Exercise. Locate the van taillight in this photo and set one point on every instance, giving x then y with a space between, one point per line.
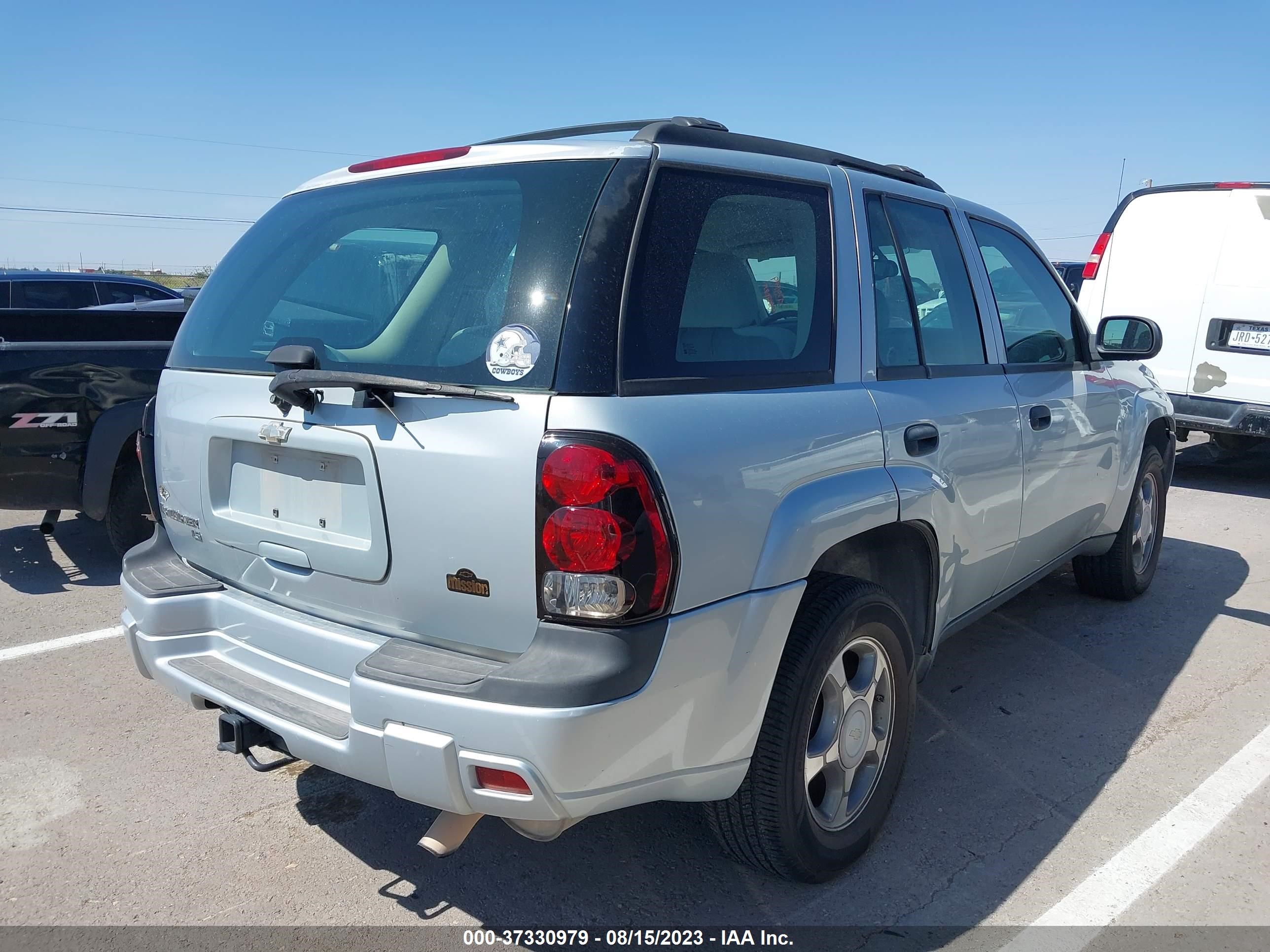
1092 266
603 537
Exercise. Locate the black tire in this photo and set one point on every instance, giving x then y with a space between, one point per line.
127 516
1114 574
769 821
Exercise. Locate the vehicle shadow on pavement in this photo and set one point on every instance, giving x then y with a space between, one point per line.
1023 720
78 555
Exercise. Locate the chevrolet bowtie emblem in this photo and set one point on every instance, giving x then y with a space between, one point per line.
275 433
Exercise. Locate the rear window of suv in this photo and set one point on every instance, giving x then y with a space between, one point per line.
411 276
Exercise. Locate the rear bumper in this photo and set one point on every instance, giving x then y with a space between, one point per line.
686 734
1212 415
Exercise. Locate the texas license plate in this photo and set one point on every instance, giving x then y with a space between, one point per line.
1255 336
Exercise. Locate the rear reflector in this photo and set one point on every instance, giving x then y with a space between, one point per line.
1100 247
502 781
393 162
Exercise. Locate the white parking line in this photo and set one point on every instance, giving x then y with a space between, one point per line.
1114 886
8 654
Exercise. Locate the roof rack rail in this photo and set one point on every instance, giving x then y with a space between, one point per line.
673 134
696 131
598 129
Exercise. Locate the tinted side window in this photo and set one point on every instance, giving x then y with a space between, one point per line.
1035 314
733 280
897 338
54 294
150 294
117 292
948 318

● **Task details**: Turn everything from the line containing "Exercise. Locate the rear bumper" down to the end of the records into a Markdown table with the columns Row and Line. Put each line in its own row, number the rows in order, and leave out any blank lines.

● **Task result**:
| Row | Line |
|---|---|
| 1 | Exercise. Locate the rear bumper in this photo and set one point on every instance, giving x then y with a space between, one point per line. |
| 2 | 686 734 |
| 3 | 1212 415 |
| 4 | Exercise. Locate the texas license plate in this photo and set one point on every instance, giving x then y with a space between, one point per line. |
| 5 | 1255 336 |
| 6 | Exercise. Locate the rear reflector in this photo and set one point on every instance, giving x then y with a space between, one point per line. |
| 7 | 1100 247 |
| 8 | 502 781 |
| 9 | 393 162 |
| 10 | Exercise. Locate the white parking line in this photo and set one point on every instance, giving x then y with a space between, one point per line. |
| 11 | 1114 886 |
| 12 | 8 654 |
| 13 | Exercise. Locate the roof rack rail in this photo and set one point on every instance, giving x then y with a space between, one point per line. |
| 14 | 673 134 |
| 15 | 696 131 |
| 16 | 598 129 |
| 17 | Exercise. Locate the tinted side window in this photo and set one point on every instance, giving x then y with a space between, one point per line. |
| 18 | 1035 314 |
| 19 | 733 280 |
| 20 | 897 338 |
| 21 | 54 294 |
| 22 | 150 294 |
| 23 | 117 292 |
| 24 | 948 318 |